Scan the records below for the word "rope". Copy each line where it appears.

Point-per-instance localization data
───

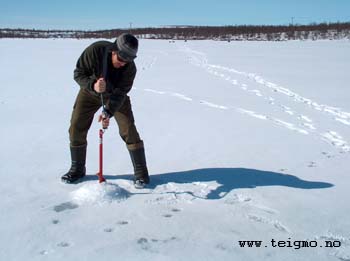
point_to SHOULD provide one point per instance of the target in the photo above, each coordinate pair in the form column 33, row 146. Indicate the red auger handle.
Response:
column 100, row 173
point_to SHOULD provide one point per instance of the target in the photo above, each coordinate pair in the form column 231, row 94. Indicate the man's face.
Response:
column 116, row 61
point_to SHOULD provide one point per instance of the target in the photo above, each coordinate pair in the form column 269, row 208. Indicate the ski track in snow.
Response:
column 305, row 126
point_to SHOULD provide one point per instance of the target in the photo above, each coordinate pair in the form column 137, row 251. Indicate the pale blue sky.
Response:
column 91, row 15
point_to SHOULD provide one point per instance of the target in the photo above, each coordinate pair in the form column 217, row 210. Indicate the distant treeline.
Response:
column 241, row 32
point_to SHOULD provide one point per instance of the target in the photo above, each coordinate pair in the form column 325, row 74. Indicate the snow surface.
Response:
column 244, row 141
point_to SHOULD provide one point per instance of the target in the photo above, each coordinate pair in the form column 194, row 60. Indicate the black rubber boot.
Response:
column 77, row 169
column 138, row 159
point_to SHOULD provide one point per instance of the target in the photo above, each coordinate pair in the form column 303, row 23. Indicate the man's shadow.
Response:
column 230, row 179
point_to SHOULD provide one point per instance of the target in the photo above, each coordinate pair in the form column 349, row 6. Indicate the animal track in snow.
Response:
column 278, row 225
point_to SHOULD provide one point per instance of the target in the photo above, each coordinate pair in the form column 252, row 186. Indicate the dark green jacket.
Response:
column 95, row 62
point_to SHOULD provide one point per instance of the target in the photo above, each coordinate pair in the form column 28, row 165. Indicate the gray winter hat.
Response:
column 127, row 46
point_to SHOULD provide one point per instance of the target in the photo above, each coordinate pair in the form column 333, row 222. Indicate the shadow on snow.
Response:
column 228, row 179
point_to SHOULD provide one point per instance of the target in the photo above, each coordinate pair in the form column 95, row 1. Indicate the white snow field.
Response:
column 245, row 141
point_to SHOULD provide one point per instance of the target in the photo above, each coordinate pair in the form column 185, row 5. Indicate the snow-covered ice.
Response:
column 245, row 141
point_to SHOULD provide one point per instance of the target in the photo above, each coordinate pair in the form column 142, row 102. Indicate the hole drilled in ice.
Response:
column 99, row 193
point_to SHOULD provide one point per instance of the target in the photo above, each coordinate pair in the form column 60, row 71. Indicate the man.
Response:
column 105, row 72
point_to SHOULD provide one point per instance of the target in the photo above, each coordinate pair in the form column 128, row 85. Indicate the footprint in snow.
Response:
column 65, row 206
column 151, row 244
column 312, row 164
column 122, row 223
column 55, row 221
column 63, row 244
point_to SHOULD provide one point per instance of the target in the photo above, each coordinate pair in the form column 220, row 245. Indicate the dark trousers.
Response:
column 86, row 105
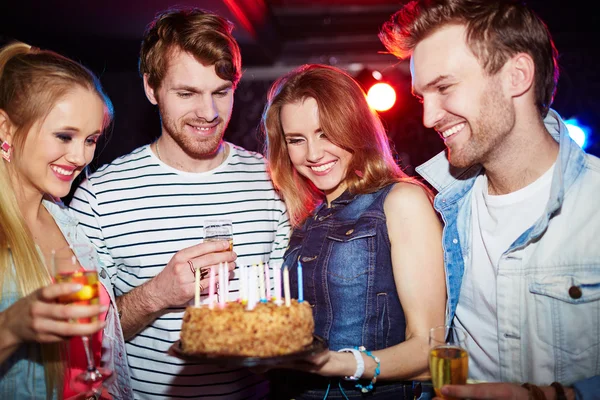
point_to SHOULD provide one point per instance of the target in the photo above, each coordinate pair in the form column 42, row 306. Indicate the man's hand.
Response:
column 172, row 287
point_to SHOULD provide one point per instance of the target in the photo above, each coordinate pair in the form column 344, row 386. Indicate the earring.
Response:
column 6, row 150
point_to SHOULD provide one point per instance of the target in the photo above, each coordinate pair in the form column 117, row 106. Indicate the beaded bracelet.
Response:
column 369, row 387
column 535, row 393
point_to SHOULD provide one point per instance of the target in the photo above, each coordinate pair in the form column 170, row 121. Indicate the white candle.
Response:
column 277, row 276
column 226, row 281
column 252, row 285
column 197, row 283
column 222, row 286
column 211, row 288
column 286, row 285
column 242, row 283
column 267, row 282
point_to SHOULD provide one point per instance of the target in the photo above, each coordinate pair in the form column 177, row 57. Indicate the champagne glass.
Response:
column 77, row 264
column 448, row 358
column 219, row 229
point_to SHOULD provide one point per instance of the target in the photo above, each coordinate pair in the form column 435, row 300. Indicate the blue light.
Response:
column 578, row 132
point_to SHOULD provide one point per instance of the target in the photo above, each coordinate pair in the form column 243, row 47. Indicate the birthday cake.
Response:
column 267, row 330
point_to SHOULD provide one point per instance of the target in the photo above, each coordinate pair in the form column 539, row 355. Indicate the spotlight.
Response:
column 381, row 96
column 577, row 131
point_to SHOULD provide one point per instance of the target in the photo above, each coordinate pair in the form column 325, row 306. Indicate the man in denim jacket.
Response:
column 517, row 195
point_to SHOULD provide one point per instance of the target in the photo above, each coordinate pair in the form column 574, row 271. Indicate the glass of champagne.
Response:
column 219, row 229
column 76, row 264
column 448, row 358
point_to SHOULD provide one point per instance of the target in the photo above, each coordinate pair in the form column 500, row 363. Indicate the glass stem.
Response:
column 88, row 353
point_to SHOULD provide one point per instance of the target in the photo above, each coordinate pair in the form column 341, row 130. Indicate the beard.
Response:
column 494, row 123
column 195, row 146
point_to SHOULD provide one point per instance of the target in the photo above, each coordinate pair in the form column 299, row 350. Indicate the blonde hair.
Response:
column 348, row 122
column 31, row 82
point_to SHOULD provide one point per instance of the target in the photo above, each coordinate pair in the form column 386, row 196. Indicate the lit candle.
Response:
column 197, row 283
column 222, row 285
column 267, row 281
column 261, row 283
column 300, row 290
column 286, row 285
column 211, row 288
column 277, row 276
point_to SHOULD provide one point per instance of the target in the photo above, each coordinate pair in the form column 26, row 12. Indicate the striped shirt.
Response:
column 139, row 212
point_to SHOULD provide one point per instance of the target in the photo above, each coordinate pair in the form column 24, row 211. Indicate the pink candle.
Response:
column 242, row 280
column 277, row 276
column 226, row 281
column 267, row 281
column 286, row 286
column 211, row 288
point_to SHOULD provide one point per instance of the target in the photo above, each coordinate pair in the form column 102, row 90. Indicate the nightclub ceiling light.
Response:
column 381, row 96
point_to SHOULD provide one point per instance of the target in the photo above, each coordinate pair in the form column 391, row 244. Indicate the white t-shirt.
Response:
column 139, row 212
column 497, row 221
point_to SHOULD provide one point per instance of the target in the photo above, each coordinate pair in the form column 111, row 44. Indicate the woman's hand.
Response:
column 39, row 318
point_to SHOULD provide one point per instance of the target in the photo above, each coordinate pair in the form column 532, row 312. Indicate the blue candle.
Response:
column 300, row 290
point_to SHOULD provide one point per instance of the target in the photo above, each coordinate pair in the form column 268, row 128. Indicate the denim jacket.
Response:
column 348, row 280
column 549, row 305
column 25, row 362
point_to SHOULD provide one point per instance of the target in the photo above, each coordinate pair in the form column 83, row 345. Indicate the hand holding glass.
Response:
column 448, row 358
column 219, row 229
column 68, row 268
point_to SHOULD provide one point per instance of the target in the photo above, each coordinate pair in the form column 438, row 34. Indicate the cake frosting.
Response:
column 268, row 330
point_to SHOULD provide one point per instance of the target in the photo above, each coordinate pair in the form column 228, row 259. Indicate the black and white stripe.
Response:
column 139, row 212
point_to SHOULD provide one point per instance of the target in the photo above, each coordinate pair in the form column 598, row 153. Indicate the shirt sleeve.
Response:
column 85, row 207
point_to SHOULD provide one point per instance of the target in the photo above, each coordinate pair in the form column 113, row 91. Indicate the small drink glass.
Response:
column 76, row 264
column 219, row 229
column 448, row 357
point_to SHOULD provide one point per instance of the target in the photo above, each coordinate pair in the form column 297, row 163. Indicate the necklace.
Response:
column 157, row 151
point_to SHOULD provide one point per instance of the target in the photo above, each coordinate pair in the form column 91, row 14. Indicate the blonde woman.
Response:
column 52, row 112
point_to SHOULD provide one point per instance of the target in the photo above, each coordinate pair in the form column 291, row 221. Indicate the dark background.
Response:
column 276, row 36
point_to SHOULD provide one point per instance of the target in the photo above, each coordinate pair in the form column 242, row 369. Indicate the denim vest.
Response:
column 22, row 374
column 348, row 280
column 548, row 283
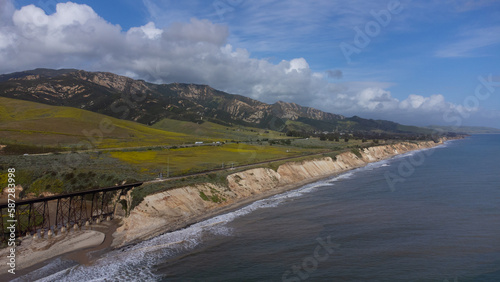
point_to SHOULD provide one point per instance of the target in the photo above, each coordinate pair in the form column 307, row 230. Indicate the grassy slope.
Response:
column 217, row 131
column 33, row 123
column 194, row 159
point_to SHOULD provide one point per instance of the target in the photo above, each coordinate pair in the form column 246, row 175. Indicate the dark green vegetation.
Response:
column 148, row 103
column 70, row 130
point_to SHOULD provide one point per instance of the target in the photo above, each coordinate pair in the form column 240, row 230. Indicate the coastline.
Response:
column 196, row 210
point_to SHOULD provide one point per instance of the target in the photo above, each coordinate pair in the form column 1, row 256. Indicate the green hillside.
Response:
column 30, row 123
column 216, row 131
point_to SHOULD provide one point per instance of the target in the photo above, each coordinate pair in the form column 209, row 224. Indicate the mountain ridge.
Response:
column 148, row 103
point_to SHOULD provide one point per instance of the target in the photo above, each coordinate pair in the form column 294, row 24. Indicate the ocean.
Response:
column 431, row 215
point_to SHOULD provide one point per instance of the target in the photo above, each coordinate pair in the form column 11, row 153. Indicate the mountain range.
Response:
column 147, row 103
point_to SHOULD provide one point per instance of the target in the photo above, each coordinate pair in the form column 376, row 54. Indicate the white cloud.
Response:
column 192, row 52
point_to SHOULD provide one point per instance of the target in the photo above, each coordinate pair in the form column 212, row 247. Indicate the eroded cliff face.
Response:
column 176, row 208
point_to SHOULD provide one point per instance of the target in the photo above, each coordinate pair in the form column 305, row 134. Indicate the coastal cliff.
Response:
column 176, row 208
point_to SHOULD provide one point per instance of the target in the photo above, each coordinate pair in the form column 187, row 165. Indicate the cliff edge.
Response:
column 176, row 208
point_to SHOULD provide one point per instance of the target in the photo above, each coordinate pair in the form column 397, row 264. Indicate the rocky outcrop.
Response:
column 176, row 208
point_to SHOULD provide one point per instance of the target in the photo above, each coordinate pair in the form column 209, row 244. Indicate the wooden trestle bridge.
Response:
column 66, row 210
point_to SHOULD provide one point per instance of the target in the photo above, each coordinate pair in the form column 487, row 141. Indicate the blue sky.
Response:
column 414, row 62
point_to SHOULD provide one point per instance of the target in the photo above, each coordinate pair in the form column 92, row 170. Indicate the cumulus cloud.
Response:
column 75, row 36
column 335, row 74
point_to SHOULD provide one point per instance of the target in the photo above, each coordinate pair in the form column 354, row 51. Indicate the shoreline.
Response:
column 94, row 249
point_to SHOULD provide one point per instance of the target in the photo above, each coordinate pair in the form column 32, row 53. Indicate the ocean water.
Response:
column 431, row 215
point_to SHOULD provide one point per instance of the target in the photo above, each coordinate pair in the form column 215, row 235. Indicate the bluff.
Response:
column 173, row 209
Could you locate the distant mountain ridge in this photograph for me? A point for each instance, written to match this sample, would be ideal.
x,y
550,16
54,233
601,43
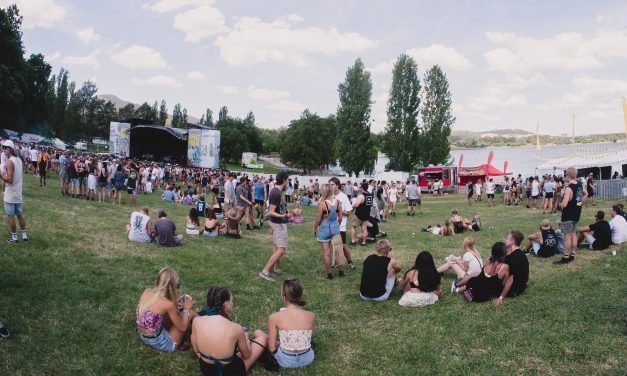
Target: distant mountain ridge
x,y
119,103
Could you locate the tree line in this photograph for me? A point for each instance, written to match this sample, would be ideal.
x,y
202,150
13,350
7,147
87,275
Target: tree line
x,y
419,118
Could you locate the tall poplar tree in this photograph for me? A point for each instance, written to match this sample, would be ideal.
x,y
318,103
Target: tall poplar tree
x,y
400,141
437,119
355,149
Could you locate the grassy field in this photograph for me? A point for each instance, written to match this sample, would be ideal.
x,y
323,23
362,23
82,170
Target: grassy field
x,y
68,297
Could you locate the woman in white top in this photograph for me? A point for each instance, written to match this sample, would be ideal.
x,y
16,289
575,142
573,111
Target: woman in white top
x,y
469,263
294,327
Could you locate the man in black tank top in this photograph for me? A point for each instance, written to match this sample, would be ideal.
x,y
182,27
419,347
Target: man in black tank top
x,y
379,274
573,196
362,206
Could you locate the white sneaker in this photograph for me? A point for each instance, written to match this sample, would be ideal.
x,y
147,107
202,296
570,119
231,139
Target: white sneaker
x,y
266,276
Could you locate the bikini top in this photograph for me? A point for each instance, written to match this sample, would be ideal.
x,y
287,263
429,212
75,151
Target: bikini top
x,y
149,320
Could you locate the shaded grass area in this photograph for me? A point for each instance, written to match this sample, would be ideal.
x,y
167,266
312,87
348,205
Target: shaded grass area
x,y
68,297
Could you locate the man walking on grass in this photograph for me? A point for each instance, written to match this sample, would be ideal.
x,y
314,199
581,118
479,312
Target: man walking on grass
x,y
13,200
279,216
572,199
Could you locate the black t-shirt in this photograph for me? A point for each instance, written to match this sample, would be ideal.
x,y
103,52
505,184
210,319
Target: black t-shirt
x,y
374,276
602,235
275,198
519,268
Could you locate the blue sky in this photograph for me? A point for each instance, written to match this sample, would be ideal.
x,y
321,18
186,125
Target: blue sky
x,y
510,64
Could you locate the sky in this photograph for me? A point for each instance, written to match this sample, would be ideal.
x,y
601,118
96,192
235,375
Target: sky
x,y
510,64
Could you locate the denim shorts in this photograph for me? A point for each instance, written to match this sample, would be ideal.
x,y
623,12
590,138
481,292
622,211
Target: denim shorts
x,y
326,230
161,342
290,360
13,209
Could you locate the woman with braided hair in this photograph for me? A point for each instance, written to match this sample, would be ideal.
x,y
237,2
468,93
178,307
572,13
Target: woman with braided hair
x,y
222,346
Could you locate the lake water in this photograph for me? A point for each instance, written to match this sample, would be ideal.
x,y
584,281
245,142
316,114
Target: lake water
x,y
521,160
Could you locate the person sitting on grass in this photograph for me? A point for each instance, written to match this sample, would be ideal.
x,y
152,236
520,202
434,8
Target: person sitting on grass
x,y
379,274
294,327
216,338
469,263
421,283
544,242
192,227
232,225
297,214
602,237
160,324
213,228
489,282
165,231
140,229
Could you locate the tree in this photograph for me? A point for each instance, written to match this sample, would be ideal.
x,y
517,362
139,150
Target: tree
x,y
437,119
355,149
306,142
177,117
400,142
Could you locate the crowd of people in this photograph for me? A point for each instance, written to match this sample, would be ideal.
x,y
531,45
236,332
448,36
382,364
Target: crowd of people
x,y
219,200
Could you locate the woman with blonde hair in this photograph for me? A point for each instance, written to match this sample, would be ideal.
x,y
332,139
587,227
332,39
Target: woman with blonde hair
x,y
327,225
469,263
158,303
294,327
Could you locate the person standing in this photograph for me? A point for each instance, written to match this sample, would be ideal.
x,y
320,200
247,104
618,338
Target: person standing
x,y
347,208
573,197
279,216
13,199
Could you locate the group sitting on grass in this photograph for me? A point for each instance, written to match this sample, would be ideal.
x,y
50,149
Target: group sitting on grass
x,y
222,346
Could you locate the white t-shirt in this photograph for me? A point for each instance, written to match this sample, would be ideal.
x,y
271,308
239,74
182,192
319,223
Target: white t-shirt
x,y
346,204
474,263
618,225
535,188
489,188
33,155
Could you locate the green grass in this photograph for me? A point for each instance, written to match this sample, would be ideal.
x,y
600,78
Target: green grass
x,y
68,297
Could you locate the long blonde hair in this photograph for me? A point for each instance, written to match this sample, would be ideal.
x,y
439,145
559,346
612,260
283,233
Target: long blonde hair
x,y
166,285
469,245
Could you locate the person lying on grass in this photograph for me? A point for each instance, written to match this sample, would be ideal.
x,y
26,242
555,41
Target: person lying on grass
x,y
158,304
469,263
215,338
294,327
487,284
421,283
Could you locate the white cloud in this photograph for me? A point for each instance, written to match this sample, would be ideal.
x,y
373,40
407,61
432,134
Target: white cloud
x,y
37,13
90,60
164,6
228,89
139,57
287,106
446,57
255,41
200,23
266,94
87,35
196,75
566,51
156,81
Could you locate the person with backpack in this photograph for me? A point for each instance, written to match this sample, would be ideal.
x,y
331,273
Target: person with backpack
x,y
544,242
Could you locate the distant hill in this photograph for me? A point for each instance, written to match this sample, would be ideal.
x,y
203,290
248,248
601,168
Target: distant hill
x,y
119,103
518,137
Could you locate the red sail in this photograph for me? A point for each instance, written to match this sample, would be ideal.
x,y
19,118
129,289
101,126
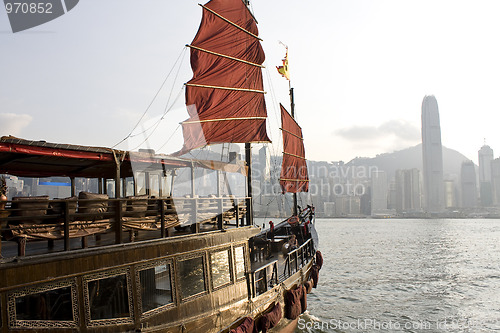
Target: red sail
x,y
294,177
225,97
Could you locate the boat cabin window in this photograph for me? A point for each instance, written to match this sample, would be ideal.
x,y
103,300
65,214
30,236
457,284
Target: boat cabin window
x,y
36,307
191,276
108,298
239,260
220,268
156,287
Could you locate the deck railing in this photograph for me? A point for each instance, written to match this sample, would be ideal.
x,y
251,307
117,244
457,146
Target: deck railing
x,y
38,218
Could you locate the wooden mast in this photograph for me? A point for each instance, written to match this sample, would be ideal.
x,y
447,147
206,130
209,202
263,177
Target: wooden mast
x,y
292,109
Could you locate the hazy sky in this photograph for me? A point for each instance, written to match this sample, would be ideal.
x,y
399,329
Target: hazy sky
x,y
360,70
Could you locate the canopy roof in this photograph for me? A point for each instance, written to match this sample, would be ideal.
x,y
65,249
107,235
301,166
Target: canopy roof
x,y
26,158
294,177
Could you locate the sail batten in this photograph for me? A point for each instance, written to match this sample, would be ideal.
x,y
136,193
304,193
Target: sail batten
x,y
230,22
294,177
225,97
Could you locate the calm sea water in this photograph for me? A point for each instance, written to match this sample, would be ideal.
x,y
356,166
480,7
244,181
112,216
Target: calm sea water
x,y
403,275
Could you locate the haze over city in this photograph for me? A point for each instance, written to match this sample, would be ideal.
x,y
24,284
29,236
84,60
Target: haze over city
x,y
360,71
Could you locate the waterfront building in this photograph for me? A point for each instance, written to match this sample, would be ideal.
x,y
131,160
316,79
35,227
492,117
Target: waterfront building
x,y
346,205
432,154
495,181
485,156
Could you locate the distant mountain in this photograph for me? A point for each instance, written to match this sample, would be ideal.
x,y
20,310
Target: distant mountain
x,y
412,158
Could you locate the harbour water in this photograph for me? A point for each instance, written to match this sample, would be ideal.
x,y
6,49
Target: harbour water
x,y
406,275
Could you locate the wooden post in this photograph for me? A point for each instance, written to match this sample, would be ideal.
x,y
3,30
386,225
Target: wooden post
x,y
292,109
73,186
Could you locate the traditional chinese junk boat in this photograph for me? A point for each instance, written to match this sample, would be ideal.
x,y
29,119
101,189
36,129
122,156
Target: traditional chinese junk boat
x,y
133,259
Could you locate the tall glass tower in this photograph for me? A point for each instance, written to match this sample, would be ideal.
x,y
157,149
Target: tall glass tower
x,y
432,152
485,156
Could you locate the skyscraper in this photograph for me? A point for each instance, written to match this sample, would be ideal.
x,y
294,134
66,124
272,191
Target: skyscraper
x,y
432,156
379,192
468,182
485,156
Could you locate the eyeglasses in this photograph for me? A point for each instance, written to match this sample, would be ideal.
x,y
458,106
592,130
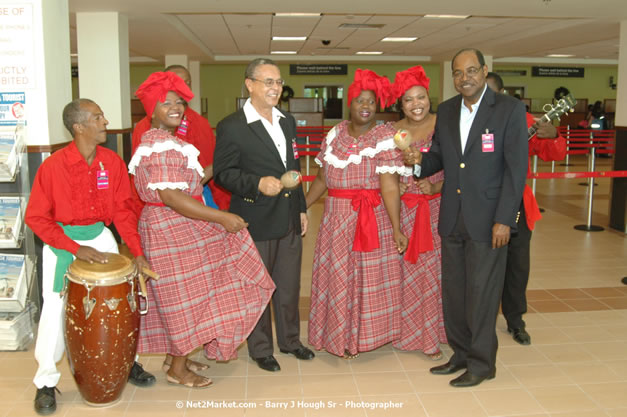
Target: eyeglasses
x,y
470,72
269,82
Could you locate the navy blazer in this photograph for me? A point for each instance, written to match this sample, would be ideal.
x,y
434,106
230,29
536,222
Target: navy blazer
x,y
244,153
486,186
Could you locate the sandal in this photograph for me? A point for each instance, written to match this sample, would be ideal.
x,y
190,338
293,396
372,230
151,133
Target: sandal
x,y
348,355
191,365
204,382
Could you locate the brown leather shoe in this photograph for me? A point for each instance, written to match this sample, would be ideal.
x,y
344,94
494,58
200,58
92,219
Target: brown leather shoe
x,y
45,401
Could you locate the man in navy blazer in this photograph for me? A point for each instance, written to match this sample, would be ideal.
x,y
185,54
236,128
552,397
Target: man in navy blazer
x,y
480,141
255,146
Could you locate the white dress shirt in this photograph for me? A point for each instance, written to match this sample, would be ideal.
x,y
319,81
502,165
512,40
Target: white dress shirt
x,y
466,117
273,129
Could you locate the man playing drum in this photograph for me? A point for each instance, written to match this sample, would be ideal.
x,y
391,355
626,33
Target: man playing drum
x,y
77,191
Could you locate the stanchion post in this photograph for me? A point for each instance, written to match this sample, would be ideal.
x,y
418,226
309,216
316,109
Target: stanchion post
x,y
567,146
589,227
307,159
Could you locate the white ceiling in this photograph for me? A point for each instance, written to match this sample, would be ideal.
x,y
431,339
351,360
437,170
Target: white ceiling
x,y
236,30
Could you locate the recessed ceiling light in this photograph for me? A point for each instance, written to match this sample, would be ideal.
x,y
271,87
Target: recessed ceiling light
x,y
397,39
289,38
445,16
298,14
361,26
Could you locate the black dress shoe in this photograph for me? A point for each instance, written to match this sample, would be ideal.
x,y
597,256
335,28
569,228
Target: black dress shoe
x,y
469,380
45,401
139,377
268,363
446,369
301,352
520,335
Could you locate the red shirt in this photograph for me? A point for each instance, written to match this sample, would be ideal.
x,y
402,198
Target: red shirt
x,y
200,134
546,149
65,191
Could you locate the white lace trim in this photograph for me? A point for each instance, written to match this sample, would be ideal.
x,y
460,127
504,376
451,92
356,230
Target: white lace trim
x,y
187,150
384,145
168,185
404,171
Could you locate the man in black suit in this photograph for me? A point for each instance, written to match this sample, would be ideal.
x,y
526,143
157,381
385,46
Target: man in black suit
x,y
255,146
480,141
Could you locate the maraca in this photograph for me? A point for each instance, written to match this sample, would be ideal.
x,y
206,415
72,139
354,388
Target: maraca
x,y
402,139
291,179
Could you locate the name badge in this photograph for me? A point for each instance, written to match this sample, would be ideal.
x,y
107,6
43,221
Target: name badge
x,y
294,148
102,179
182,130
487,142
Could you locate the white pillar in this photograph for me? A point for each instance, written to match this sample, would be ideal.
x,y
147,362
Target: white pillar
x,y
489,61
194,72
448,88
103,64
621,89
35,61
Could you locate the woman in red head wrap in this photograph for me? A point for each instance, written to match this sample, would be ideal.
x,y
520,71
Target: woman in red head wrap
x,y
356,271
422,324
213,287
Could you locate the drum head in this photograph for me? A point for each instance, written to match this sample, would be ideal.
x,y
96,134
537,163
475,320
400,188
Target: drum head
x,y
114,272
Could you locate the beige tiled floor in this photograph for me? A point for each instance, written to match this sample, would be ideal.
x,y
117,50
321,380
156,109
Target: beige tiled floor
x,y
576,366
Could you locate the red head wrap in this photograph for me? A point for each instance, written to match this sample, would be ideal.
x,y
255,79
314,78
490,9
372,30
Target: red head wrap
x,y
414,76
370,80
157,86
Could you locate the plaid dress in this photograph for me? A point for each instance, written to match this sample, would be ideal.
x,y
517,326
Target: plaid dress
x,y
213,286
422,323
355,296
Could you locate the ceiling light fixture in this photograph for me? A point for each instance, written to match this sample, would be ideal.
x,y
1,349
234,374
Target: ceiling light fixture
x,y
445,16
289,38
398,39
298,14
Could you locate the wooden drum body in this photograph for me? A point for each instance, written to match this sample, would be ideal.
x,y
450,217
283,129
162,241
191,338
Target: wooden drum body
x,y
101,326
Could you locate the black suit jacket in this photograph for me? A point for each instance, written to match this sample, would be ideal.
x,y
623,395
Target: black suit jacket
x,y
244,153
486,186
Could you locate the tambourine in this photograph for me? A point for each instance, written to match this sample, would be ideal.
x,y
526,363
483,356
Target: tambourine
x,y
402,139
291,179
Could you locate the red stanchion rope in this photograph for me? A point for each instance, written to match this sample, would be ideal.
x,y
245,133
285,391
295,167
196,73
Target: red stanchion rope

───

Exercise answer:
Could you locate the red stanchion rope in this photograph for me? A point for each instance, written to match this sample, would be ideal.
Target: red stanchion rope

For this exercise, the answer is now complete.